Prompt: The required result is the exact run of lines beginning at the one containing "the squirrel's eye" and ending at the last line of the entries.

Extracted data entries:
:::::
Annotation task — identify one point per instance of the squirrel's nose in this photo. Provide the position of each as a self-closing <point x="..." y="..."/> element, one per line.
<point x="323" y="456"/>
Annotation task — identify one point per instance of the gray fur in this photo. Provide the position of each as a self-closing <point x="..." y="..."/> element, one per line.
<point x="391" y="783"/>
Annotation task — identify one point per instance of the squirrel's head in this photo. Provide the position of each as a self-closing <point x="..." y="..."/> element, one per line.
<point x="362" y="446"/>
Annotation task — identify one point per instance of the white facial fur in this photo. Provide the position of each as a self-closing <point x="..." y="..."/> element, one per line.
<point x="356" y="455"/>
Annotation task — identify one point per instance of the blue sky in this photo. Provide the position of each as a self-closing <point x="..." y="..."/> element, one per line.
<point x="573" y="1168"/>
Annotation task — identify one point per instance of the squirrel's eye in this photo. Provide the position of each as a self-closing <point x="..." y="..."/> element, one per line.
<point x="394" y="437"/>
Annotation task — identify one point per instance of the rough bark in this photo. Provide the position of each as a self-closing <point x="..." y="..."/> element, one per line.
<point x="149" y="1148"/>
:::::
Exercise response:
Annotation task — identify one point per instance of the squirrel's eye in this photo. Provide the position of each as a self-closing <point x="..." y="..."/> element, one per line.
<point x="394" y="437"/>
Annotation task — identify one point per instance of the rough bark in this photo. Provide the position of each as a self-closing <point x="..." y="..."/> element, one per line.
<point x="149" y="1148"/>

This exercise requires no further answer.